TIDMAD: Time Series Dataset for Discovering Dark Matter with AI Denoising

DOI: 10.5281/zenodo.11458076

Please see our github https://github.com/jessicafry/TIDMAD for download scripts and benchmark procedures.

Download Data

The TIDMAD dataset can be downloaded using the download_data.py script provided in this GitHub repository. This script runs without any external dependencies. Data downloading is achieved by generating a series of wget commands and executing them in a Linux environment. download_data.py has the following arguments:

• --output_dir -o: Destination directory where the file will be downloaded, default: current working directory.
• --cache -c Which OSDF cache location should be used to download data. Options includes [NY/NorCal/SoCal/Director(default)]:
  • NY: New York
  • NorCal: Sunnyvale
  • SoCal: San Diego
  • Director: automatically find the fastest cache location based on user's location.
    • WARNING: Director cache is sometimes unstable. We recommend switching to a different cache if the download fails.

Information shown:
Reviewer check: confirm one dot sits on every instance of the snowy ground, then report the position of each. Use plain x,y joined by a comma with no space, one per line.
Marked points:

What you will do:
**1.** Answer these questions on the TIDMAD dataset description:
(a) What DOI does it give?
(b) Which script downloads the data?
(c) What is the default destination directory?
**2.** List every option the --cache argument accepts in the TIDMAD dataset description, with what each one refers to.
The lines that come after the dataset description are separate material.

Answers to the exercise:
**1.**
(a) 10.5281/zenodo.11458076
(b) download_data.py
(c) The current working directory

**2.**
NY: New York
NorCal: Sunnyvale
SoCal: San Diego
Director: automatically finds the fastest cache location based on the user's location